RECORDS PROVIDED:

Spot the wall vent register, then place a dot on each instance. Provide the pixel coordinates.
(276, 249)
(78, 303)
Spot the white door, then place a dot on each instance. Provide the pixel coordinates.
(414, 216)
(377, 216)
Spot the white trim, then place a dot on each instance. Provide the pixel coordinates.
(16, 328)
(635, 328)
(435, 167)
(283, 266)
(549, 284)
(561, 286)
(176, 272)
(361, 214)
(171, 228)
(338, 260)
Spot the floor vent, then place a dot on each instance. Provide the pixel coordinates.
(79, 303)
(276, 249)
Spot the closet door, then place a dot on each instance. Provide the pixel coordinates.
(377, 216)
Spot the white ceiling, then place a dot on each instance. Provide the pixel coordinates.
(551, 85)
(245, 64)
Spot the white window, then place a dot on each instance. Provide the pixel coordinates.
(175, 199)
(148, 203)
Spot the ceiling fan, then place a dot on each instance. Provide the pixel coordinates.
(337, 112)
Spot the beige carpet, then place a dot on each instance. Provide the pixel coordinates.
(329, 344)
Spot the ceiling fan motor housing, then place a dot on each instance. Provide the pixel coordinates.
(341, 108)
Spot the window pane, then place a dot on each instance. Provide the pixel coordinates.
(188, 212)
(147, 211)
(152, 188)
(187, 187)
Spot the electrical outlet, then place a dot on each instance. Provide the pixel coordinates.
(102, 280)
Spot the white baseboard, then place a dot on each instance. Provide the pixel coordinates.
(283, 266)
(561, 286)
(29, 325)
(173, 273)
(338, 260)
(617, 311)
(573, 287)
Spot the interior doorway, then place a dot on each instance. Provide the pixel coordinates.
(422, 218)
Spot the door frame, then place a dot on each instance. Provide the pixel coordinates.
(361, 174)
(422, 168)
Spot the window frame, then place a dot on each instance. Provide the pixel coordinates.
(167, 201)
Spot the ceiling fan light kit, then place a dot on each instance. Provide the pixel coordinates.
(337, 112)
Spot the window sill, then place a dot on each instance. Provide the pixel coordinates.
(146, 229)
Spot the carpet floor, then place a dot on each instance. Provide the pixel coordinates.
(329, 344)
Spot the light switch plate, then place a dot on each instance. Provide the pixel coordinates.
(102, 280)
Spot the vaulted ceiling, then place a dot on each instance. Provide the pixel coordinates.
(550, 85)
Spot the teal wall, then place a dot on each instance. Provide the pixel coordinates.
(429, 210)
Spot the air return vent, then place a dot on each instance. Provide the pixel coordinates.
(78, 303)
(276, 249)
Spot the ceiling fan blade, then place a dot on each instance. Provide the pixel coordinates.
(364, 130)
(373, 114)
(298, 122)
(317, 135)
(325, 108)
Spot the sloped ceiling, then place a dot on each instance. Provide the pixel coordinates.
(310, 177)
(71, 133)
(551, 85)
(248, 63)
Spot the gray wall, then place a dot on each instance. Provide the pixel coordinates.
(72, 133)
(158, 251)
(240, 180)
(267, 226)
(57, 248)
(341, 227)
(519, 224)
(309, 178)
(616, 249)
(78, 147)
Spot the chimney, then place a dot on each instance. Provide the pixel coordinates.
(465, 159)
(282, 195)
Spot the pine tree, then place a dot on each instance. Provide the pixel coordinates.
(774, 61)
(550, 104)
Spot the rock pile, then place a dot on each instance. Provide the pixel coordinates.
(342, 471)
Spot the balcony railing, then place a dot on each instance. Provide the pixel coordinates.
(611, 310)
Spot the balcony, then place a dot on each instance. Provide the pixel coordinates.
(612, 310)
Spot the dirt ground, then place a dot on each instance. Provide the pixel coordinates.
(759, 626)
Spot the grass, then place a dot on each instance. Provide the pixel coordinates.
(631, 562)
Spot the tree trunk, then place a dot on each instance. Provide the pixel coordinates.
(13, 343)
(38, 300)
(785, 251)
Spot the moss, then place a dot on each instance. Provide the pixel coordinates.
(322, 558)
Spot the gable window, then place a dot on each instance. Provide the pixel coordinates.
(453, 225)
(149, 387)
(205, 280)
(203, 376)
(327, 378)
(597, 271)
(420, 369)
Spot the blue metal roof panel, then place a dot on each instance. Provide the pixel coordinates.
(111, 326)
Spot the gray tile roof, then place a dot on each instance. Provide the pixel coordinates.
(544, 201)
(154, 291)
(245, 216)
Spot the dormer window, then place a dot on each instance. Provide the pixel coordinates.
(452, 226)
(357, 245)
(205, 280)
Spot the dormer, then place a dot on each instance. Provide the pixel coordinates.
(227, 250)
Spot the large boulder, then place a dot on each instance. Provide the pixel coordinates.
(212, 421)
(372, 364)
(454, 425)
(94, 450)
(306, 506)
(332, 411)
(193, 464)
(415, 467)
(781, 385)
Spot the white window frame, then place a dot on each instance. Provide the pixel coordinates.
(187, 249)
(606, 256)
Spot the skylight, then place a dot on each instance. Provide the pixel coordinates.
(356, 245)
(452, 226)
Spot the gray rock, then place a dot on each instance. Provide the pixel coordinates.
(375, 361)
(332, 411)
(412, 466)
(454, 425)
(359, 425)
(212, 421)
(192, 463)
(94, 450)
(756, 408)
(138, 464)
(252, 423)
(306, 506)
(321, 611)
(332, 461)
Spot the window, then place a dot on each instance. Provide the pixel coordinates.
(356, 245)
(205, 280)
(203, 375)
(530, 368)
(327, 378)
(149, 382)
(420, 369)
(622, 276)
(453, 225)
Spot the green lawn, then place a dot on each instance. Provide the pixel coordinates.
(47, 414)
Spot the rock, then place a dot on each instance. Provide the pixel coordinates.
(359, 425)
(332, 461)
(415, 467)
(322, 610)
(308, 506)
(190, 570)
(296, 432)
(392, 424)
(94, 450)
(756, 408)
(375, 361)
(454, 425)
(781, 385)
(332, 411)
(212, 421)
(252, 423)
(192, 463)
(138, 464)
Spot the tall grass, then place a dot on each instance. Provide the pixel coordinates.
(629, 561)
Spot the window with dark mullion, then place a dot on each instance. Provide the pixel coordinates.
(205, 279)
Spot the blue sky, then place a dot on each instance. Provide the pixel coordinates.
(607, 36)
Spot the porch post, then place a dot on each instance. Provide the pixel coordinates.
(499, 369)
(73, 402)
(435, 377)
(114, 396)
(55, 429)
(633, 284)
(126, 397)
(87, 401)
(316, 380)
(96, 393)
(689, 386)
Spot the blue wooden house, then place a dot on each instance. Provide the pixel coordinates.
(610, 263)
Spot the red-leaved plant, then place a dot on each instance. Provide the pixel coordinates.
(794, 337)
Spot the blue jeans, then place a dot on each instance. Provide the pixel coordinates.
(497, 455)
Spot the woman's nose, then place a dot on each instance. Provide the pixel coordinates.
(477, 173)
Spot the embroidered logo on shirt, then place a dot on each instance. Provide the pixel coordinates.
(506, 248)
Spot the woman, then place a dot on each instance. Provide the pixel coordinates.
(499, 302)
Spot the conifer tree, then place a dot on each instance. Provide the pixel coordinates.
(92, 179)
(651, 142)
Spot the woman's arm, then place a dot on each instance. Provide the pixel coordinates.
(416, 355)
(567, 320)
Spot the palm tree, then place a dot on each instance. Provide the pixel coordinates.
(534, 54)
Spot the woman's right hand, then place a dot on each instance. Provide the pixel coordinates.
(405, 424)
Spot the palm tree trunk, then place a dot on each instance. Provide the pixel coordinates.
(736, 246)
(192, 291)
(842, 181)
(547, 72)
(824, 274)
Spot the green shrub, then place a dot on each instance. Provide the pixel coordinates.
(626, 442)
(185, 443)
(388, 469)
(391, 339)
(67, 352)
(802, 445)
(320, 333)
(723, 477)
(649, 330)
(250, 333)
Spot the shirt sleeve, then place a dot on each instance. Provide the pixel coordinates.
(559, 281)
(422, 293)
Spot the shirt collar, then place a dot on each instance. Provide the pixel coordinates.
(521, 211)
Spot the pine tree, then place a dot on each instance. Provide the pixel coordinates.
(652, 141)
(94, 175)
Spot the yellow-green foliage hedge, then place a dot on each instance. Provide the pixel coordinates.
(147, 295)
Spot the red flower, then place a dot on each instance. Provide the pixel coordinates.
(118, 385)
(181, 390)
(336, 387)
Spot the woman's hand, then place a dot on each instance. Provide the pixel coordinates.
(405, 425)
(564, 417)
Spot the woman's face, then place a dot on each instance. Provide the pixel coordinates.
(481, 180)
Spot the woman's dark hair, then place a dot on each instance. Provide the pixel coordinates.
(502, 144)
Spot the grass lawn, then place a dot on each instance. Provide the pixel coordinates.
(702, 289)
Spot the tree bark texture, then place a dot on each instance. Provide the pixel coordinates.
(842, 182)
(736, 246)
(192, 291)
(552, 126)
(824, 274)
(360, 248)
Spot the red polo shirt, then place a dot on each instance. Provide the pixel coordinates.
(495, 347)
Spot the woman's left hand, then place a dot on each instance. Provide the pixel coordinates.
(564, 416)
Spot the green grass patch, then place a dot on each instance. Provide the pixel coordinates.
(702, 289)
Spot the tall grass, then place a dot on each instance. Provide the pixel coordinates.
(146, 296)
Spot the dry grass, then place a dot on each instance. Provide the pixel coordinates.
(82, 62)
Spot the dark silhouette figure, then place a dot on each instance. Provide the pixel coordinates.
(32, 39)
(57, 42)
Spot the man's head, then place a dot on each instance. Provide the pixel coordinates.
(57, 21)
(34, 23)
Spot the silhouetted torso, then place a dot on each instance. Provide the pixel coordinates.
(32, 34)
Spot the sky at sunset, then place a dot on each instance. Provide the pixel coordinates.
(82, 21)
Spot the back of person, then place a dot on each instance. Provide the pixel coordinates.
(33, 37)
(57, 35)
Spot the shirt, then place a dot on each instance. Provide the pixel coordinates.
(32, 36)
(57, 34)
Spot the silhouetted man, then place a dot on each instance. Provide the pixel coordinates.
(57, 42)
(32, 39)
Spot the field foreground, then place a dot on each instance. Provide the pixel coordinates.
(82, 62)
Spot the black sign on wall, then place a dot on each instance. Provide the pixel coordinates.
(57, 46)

AIM OF THE TASK:
Format everything in the listing from the line containing "Spot the black" down to the end of the listing as a two-column CSV with the header instruction,coordinates. Give one row for each instruction and its answer, with each value in a single quoted field and any line breaks replaced by spaces.

COMPLETE ANSWER:
instruction,coordinates
"Spot the black sign on wall, then place a dot on each instance. Provide the pixel coordinates.","(57, 46)"